> WORK REQUIRED
Please report how many lines in the records below contain "point". Reply with the number alone.

> INFORMATION SHOWN
--------------------------------------------------

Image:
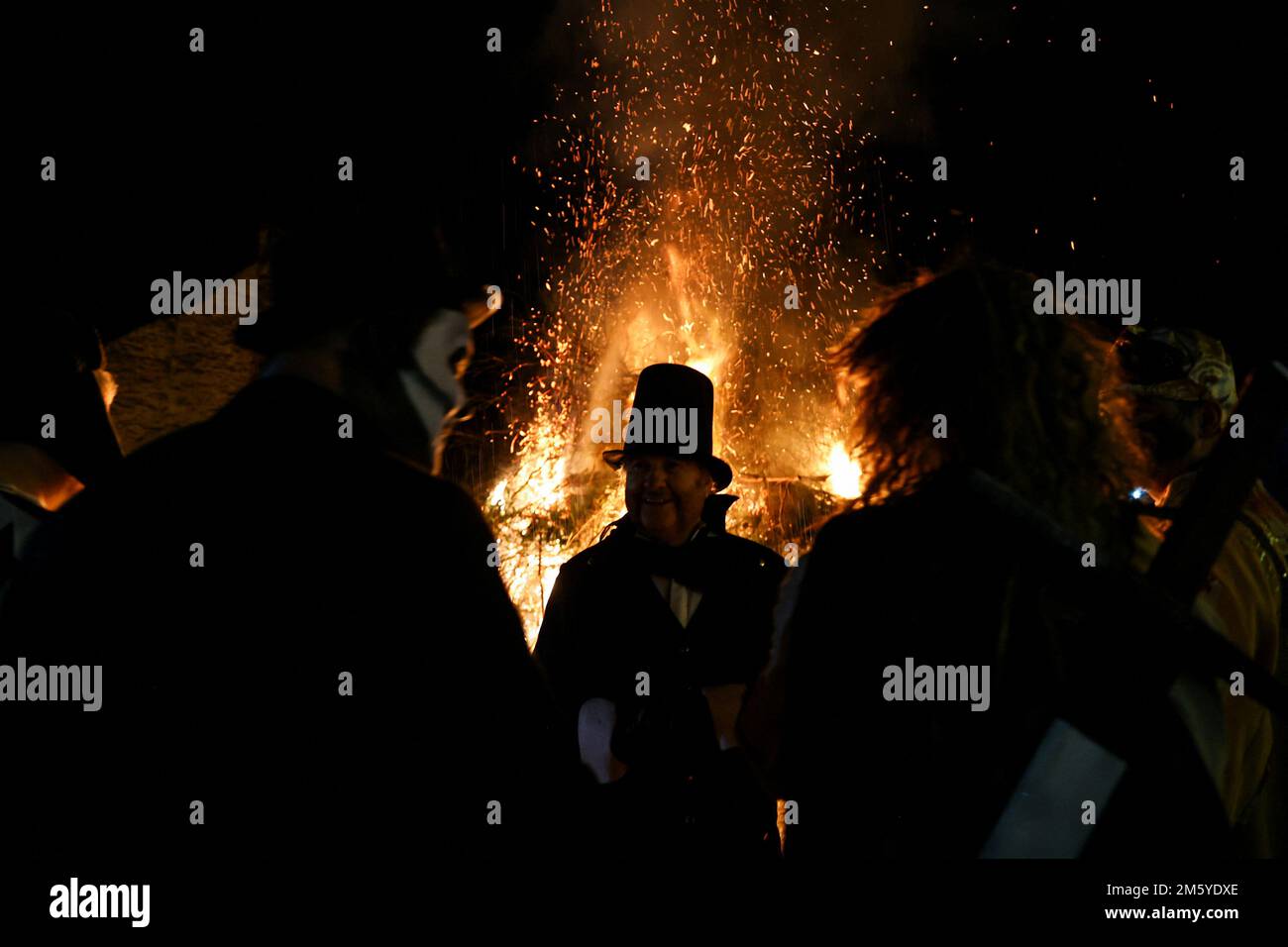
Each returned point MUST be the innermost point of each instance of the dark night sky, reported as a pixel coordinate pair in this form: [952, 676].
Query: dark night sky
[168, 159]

--------------------------------------------------

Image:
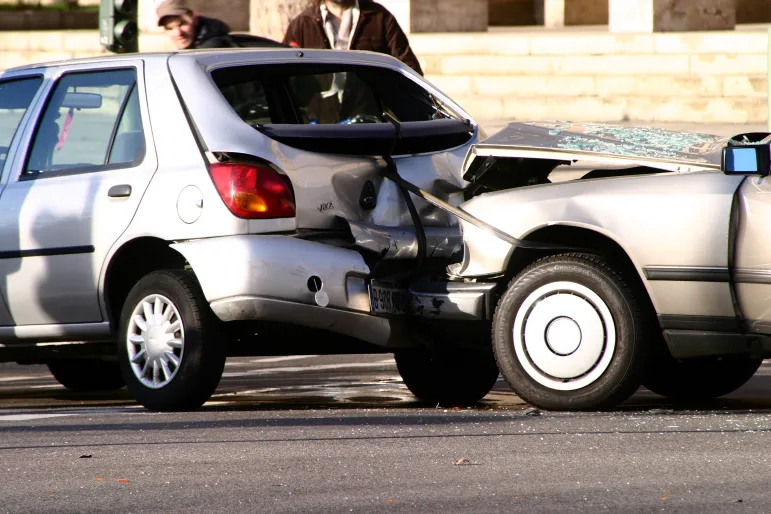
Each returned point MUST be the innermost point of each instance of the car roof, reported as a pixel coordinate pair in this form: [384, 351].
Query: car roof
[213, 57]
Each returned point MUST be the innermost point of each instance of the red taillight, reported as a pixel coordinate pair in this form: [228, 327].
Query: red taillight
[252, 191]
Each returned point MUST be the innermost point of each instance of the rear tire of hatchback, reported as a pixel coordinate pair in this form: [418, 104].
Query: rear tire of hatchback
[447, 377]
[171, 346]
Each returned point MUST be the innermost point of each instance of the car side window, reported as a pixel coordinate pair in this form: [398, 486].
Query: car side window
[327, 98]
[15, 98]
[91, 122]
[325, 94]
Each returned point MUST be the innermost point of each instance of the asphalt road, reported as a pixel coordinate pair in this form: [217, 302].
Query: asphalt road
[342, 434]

--------------------------------------------------

> EXERCISE ANSWER
6